**Direction**
Please give back the records from the line containing "Question. Locate the white flower in" through the line containing "Question. Locate the butterfly hindwing", substituting "moth" for "butterfly" and leaving everything else unchanged. Return only those lines.

## Start The input

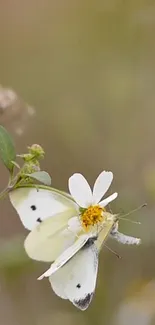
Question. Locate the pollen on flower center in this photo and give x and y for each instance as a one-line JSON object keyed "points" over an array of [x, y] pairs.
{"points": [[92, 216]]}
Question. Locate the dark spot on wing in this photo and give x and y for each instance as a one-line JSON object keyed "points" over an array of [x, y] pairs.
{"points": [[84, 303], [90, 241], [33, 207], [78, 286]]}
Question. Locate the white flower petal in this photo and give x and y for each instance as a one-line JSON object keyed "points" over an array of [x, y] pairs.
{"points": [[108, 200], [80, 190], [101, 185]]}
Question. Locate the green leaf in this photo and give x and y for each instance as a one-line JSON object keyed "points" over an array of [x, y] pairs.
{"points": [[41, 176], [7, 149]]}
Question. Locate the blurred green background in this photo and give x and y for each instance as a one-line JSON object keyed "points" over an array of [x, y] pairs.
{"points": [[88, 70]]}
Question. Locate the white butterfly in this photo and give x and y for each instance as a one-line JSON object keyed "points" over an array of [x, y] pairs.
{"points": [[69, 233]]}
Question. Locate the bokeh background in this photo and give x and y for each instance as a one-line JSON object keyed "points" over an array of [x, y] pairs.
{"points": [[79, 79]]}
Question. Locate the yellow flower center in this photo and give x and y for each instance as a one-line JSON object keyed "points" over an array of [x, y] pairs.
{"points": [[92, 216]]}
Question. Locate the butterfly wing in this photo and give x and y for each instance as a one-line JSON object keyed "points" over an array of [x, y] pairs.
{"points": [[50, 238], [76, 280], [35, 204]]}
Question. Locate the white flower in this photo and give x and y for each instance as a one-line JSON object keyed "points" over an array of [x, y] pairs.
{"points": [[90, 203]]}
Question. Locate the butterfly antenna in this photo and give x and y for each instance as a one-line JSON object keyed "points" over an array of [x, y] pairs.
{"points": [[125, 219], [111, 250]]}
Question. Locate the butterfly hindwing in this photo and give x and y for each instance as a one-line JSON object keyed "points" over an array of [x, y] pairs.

## End The input
## Start The input

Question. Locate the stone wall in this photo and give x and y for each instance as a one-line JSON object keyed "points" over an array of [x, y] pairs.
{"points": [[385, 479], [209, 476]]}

## End The input
## Start The input

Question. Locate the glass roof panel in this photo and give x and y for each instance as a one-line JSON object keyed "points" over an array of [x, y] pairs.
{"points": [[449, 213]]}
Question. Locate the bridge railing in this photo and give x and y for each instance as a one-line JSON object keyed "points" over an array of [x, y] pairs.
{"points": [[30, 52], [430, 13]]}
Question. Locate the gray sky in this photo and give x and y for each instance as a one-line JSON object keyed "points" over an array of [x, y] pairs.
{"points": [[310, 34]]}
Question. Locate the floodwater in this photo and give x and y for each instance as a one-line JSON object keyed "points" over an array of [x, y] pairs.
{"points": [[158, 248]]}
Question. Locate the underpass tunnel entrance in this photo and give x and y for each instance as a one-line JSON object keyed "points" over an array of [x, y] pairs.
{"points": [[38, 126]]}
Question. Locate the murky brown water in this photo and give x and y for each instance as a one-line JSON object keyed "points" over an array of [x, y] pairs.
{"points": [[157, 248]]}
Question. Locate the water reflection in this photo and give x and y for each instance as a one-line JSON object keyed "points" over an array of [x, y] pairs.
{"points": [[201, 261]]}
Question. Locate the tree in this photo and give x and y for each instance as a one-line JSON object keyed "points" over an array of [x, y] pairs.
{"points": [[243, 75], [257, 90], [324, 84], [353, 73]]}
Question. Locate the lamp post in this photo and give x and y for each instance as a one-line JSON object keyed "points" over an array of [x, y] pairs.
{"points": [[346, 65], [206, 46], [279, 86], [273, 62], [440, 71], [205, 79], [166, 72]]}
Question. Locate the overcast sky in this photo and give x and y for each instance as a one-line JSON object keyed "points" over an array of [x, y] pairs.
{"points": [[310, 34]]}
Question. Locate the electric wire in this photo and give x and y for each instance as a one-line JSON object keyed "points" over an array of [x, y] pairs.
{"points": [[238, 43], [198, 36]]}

## End The input

**Task response**
Question. Locate the white flower in this photo and give x and y for each instance as a one-line JSON object keyed "points" over an array of [x, y] pairs.
{"points": [[90, 203]]}
Question. Locate the moth antenna in this photo and give x and y for each instance as a one-line JSON object keyed "points" over an array of [x, y] pairs.
{"points": [[125, 219], [111, 250]]}
Question. Locate the moth hindwing in this photo and give x and y for each instance as a one-line JSON object keyed "points" over an array of [x, y] pairs.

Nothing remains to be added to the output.